── TESTO CITATO

Siamo isolani insoddisfatti di come veniamo trattati dai nostri governanti locali e succubi di Roma. Il commento di Giovanni Pizzo.

“Noi siamo dei bianchi quanto lo è lei, e quanto la Regina d’Inghilterra; eppure da duemila e cinquecento anni siamo colonia”.

Potrebbe essere il “messaggio politico” di Matteo Messina Denaro, ma sono invece le parole del Principe di Salina, Don Fabrizio, che parla a Chevalley nel Gattopardo di Tomasi di Lampedusa. Questo per evidenziare che i pulpiti fanno la differenza. Persona perbene Tomasi di Lampedusa, non certamente Matteo Messina Denaro. Ma l’idea di Sicilia sopraffatta è la stessa. Hanno ragione tutte e due? Hanno torto entrambi? I siciliani la pensano come loro?

────

▶ _COMPITI DA SVOLGERE_
1. Estrai senza modifiche il passo del commento sulla Sicilia che parte da "Siamo isolani insoddisfatti" e prosegue fino a "pensano come loro?".
2. Nel commento sulla Sicilia, a chi si rivolge il Principe di Salina nel Gattopardo?

── DATI FORNITI

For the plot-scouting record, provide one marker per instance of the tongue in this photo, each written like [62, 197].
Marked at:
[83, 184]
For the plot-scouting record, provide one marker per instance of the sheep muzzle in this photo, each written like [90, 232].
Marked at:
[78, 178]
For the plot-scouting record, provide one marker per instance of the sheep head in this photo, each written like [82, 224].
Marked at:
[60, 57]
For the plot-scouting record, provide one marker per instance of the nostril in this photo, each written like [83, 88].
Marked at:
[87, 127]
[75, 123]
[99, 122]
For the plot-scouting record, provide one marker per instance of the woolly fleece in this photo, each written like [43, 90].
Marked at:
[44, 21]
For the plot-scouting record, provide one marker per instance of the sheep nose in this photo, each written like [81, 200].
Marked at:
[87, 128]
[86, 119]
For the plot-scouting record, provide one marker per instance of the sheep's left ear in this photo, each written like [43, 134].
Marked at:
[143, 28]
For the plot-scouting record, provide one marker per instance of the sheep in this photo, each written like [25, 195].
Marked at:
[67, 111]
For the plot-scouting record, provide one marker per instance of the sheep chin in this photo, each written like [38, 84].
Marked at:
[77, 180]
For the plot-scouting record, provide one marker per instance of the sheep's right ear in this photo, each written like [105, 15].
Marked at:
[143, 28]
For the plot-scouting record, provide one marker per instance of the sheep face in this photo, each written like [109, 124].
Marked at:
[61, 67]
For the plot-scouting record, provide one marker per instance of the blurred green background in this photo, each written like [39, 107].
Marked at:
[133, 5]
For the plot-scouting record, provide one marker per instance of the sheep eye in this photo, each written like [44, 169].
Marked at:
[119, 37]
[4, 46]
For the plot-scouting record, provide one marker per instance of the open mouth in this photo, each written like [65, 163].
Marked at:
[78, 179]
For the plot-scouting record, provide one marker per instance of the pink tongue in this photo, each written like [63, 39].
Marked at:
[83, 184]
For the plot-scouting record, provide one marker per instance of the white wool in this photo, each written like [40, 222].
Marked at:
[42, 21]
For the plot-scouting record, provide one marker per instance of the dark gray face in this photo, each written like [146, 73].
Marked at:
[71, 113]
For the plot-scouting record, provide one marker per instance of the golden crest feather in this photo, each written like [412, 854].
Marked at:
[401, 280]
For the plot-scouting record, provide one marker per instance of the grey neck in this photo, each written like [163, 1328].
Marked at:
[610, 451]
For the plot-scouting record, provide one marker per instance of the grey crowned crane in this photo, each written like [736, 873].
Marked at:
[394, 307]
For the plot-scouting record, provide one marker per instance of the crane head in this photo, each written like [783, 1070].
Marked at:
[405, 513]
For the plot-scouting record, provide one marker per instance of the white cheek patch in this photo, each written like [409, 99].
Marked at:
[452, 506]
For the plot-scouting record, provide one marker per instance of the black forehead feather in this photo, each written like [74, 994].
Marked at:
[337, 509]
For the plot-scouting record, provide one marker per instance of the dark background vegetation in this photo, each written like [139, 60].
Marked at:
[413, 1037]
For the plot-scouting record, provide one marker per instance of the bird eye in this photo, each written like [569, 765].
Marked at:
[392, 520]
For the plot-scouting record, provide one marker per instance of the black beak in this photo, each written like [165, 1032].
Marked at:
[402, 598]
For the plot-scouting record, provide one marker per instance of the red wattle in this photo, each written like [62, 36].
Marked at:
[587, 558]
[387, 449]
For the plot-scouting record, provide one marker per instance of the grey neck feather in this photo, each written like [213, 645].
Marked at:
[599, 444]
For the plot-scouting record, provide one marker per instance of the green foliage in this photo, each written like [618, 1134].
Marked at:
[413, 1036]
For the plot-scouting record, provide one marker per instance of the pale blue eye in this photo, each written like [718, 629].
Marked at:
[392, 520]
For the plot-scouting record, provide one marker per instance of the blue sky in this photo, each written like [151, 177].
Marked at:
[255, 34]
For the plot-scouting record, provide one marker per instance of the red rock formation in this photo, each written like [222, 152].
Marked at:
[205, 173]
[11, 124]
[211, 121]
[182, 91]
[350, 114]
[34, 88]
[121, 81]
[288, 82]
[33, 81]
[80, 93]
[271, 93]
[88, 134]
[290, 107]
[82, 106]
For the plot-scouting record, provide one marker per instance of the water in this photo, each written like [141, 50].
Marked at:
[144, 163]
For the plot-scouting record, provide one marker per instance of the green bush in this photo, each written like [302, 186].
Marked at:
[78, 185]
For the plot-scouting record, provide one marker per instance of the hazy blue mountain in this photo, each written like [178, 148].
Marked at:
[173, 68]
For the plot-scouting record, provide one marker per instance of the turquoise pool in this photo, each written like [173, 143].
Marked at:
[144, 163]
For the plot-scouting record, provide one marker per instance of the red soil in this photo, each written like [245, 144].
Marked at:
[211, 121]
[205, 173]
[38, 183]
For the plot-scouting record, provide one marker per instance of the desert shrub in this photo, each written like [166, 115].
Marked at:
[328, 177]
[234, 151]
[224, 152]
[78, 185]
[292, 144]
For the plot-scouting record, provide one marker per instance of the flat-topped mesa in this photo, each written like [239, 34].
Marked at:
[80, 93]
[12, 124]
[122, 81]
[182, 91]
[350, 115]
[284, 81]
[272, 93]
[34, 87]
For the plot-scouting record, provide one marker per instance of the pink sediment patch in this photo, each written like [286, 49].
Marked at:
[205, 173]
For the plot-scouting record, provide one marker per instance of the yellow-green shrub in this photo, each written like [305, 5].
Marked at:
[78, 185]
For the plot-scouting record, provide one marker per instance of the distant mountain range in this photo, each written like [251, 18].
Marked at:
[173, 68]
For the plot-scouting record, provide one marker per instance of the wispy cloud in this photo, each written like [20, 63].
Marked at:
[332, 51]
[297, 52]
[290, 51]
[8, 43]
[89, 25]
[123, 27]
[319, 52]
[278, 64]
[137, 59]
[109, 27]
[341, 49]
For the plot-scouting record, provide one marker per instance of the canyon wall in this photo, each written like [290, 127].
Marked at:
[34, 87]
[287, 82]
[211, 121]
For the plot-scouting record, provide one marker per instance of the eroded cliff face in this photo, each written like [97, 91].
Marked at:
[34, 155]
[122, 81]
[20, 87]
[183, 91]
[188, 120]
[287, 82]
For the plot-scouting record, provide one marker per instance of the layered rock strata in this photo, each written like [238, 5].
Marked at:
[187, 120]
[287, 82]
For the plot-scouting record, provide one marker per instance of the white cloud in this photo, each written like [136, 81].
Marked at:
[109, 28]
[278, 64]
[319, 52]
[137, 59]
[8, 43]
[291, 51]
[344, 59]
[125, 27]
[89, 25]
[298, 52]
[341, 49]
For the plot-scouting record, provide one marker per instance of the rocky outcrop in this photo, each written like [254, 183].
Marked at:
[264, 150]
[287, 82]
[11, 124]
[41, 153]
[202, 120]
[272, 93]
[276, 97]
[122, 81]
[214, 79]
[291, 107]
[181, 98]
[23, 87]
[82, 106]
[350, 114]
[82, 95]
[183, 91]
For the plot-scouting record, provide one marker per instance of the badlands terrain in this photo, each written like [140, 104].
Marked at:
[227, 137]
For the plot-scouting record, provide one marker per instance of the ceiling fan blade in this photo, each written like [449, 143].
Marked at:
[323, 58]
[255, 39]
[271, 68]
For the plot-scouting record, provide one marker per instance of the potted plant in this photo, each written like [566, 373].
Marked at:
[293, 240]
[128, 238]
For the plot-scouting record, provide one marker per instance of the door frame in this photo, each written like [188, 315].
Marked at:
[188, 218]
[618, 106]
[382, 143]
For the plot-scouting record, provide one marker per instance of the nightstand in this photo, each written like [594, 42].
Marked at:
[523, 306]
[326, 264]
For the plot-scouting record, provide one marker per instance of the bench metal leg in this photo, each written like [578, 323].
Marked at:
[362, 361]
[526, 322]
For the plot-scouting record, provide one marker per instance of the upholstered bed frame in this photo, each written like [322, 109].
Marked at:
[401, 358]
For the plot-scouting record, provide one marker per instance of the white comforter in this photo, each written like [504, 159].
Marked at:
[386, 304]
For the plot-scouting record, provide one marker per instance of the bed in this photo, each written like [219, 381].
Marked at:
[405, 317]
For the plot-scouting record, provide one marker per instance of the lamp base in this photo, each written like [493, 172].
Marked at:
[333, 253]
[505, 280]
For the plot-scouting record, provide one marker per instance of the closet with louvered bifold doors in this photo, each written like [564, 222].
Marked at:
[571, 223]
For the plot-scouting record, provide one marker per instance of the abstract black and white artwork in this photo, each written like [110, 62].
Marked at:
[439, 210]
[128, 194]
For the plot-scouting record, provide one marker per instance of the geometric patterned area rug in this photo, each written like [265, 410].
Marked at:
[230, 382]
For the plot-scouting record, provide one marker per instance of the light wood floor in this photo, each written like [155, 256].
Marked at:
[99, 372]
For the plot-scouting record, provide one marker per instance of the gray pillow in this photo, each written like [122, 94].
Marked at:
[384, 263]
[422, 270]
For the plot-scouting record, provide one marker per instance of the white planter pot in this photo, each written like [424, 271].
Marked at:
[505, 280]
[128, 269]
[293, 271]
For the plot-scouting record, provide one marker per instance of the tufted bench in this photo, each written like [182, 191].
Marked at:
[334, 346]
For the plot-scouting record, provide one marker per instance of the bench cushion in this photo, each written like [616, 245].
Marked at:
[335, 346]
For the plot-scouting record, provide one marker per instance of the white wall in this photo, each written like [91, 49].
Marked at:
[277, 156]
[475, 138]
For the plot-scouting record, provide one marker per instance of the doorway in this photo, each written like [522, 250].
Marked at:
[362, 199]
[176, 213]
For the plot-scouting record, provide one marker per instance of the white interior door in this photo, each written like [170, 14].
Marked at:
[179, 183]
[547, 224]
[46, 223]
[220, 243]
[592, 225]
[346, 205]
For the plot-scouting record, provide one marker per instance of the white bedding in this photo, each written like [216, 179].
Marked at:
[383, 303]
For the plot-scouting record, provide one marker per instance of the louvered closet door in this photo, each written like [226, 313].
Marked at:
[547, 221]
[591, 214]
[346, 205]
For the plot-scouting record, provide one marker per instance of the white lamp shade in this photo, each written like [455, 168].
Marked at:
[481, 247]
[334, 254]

────

▶ _ESERCIZIO SVOLTO_
1.
Siamo isolani insoddisfatti di come veniamo trattati dai nostri governanti locali e succubi di Roma. Il commento di Giovanni Pizzo.

“Noi siamo dei bianchi quanto lo è lei, e quanto la Regina d’Inghilterra; eppure da duemila e cinquecento anni siamo colonia”.

Potrebbe essere il “messaggio politico” di Matteo Messina Denaro, ma sono invece le parole del Principe di Salina, Don Fabrizio, che parla a Chevalley nel Gattopardo di Tomasi di Lampedusa. Questo per evidenziare che i pulpiti fanno la differenza. Persona perbene Tomasi di Lampedusa, non certamente Matteo Messina Denaro. Ma l’idea di Sicilia sopraffatta è la stessa. Hanno ragione tutte e due? Hanno torto entrambi? I siciliani la pensano come loro?

2. A Chevalley.